EXERCISE DESCRIPTION:
Word for word, retype the records below.

DATA SUPPLIED:
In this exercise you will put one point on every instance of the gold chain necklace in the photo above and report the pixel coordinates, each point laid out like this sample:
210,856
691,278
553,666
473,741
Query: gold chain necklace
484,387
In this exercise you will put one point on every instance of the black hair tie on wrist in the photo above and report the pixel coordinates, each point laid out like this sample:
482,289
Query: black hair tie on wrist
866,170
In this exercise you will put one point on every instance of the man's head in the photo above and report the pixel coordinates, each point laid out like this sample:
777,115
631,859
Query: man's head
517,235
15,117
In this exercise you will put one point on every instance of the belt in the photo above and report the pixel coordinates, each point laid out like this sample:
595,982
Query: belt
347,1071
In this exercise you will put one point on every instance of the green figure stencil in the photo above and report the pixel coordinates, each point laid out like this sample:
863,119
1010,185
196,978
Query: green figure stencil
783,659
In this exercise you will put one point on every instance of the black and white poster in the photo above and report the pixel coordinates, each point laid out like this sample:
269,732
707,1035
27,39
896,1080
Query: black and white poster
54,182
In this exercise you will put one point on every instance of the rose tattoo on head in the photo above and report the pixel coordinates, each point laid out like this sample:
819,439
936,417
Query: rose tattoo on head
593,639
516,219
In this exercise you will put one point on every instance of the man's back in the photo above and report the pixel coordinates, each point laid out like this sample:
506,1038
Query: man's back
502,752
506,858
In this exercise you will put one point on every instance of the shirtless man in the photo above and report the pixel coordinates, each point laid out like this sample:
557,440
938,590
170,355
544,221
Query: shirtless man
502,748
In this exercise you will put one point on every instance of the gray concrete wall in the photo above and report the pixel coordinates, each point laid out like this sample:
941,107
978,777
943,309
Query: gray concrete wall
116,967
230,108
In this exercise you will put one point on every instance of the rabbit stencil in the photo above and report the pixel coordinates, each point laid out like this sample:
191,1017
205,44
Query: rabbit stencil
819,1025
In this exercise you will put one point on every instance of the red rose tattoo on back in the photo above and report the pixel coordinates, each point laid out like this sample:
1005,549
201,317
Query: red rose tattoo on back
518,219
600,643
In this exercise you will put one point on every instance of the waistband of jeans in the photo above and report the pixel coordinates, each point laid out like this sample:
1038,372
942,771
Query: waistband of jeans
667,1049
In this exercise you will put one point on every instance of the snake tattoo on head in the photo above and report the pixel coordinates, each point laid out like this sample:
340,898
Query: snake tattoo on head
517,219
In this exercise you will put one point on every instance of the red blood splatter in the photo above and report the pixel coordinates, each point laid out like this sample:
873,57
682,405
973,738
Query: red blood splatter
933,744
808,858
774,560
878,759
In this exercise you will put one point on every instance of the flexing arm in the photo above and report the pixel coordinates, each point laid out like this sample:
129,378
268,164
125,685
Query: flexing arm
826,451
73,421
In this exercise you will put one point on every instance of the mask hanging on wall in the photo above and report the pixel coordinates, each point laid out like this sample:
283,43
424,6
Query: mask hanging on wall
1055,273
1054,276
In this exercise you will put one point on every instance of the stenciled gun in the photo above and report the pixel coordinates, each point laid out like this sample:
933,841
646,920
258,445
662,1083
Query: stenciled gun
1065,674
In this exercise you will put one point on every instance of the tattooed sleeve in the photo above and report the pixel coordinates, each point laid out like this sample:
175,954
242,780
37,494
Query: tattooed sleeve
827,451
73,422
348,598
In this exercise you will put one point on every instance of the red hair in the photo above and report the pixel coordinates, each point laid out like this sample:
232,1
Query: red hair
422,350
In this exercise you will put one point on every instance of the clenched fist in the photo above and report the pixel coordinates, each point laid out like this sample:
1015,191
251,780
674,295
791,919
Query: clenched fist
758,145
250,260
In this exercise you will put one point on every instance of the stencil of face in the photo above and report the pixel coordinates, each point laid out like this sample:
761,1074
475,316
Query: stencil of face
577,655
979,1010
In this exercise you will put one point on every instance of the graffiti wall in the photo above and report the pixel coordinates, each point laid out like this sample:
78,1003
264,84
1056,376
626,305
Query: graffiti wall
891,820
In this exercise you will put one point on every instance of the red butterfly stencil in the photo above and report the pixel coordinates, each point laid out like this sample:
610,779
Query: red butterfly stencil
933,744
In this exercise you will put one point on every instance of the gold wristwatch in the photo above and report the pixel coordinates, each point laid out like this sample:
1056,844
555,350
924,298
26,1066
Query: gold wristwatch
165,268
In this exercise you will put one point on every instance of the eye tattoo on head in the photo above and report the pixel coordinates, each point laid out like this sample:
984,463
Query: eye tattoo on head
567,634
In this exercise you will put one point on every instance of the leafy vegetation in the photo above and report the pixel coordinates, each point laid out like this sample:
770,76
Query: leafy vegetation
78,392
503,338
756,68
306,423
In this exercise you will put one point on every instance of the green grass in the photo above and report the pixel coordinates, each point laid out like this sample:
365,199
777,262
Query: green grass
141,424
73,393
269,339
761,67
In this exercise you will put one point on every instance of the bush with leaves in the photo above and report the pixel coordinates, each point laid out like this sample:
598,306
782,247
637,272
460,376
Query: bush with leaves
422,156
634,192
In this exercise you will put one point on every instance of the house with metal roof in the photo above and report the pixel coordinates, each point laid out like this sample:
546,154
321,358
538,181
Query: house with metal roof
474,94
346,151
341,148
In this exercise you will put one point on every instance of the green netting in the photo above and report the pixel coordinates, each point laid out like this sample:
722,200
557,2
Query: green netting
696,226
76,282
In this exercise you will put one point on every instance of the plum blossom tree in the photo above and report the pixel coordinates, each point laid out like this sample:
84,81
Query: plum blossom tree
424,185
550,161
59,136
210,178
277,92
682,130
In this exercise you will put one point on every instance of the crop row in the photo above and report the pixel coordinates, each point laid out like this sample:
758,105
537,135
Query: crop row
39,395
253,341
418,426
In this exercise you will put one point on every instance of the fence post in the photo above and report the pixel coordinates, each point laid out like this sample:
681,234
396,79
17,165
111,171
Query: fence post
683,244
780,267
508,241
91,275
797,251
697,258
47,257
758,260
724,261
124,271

REPLY:
In this exercise you will put one point on every instance of the gold chain necklace in the photo above and report the pixel coordinates, each point laid out like this sample:
210,856
691,278
553,666
473,741
Query: gold chain necklace
484,387
In this exercise you will put one point on every instance of the black hair tie on wrist in the photo above and report the pixel coordinates, each point laid out like this sample:
482,289
Query: black hair tie on wrist
866,170
In this exercise you will put one point on every instance of the man's head in the photo above and report the pixel coordinates, each point laid out like this sample:
777,115
631,859
Query: man's head
517,235
15,117
In this exercise you will put one point on every instance of the belt in the photo above and report the pixel coordinates, each point laid out like this sample:
595,982
Query: belt
347,1071
In this exercise you will put one point on every instance of the green figure stencil in the photo above and report the pixel coordinates, each point laid out like this sample:
863,119
1010,185
196,978
Query: green figure stencil
783,659
In this exercise you will put one point on every instance of the black and white poster in the photo above and report the pixel coordinates, each point laid out like this sample:
269,732
707,1035
27,39
896,1080
Query: black and white poster
54,182
In this exercise you will put one point on every instance of the rose tattoo on head in the photo above and report the pixel coordinates, each point laid out like this sample:
819,439
936,417
Query: rose tattoo on head
593,639
516,219
In this exercise you will put one point on every instance of the man's back in the photo above and report the pixel coordinates, each point laid out like this sample:
506,1038
Query: man's back
502,752
506,858
In this exercise you will put one point on every instance of the shirtless man in the photo above and report the pixel coordinates, each point laid out like this sample:
557,440
938,590
170,355
544,221
Query: shirtless man
502,748
In this exercise you will put one point on every instance of the gray concrete wall in the photo above and report the pixel coordinates, each point laid out like this sample:
941,107
978,777
943,309
Query: gray concrete wall
116,967
230,108
In this exercise you will put one point on every instance of the rabbit stencil in the photo above and report the pixel coordinates, each point laid out like this sample:
191,1017
205,44
Query: rabbit stencil
819,1025
In this exercise you will put one point on every instance of the red rose tattoo on back in the photo above and report the pixel coordinates, each point laid out like this sample:
1005,549
201,317
Query: red rose tattoo on back
518,219
600,643
In this exercise you will put one point on every instance of the waistband of jeans in the photo above and report the pixel coordinates, each point laid out like this sample:
1038,372
942,771
Query: waistband of jeans
667,1049
In this exercise you will put one point on every instance of the snake tattoo on head in the photo above and report the pixel coordinates, each point laid out like this sample:
340,898
Query: snake tattoo on head
517,219
In this exercise you will put one point on every instance of the red blood splatter in the photo above and report the pixel coordinates, each point laid out like this sample:
873,57
682,405
973,738
Query: red blood splatter
933,744
808,858
774,560
878,759
In this exercise you will put one point on every instance of the flexing arm in the photo above and report the pixel coordinates, each point laid out like this sample:
129,378
268,164
125,685
Query: flexing arm
826,451
73,421
In this exercise you will put one point on every instance of the mask hanging on wall in the photo above and report the pixel coordinates, each point laid out like this sample:
283,43
424,6
Query: mask hanging on wall
1055,273
1054,276
In this exercise you will put one point on every instance of the stenciled gun in the photo above and report the pixel coordinates, each point laid out like this sample:
933,841
646,920
258,445
662,1083
Query: stenciled gun
1065,674
In this exercise you will put one point on every instance of the tattooed sleeve in the photo above and report the pixel coordinates, each point laid out like this sample:
175,954
242,780
37,494
Query: tattooed sleeve
827,451
73,422
348,598
In this exercise you will put one point on every instance of the red hair in the photo above and report the pixel coordinates, each point laid out like this sample:
232,1
Query: red hair
422,350
In this exercise you will put one point on every instance of the clenched fist in the photo above and report the pixel coordinates, each point laid out like this sample:
1015,191
251,780
674,295
791,919
Query: clenched fist
758,145
250,260
In this exercise you will put one point on every instance of the stencil of face in the photo above and report the pixel coordinates, each point laid out like this sample:
761,1074
475,316
Query: stencil of face
577,655
979,1010
In this exercise you will put one point on every instance of the graffiti wall in the photo above and report the pixel coordinates, each point laid out like this sample:
78,1003
264,84
1056,376
626,305
Query: graffiti wall
891,820
In this exercise you will put one point on every instance of the red butterfly stencil in the photo above and report the pixel coordinates, each point laid out like this sample:
610,779
Query: red butterfly stencil
933,744
In this exercise you will put one point on every instance of the gold wristwatch in the photo above and report the pixel coordinates, each point laid out like this sample:
1056,844
555,350
924,298
26,1066
Query: gold wristwatch
165,268
In this exercise you will put one point on every instance of the eye tattoo on head in the photo above and report the pixel coordinates, each point laid out like this sample:
984,463
Query: eye tattoo on head
567,634
In this exercise you will put one point on every instance of the leafy vegetation in the photo above and report the pixel coordinates, each point laid out like this sample:
770,76
Query: leafy vegetation
78,392
503,338
756,68
306,423
In this exercise you will put one point on every instance of the green grass in the photo above and report the pixel coordinates, each point laid out like this sample:
365,199
777,262
Query: green grass
141,424
73,393
269,339
761,67
In this exercise you will put one point on every instance of the bush with leaves in the photo above and report the pixel coordinates, each point laid out like this sample:
598,306
782,247
637,272
460,376
Query: bush with leaves
422,156
634,192
In this exercise you will put one point on every instance of the house with metal roof in the photo above and report the pixel coordinates, each point laid out like this sample:
546,154
321,358
538,181
Query: house with metal roof
474,94
346,151
341,148
In this exercise you will put one point on every instance of the green netting in the photo above and report the pixel coordinates, each point laid out like this sample:
722,200
557,2
Query: green netting
696,226
76,282
In this exercise you will put one point on every instance of the plum blossom tree in the photo above and report the pixel coordinates, each point laid out like this sample:
84,81
Query: plum blossom tree
424,185
550,161
59,136
210,178
277,92
682,130
In this exercise you will put one point on every instance of the crop row in the photo above and report the pixel coordinates, each point laid out like this sample:
758,105
537,135
Query: crop row
39,395
253,341
418,426
In this exercise you will put one point on every instance of the fence post in the photo above and report the pixel coordinates, each point laid out like this sample:
681,234
396,79
17,165
111,171
Query: fence post
683,244
780,267
508,241
91,275
797,251
697,258
47,257
758,260
724,261
124,271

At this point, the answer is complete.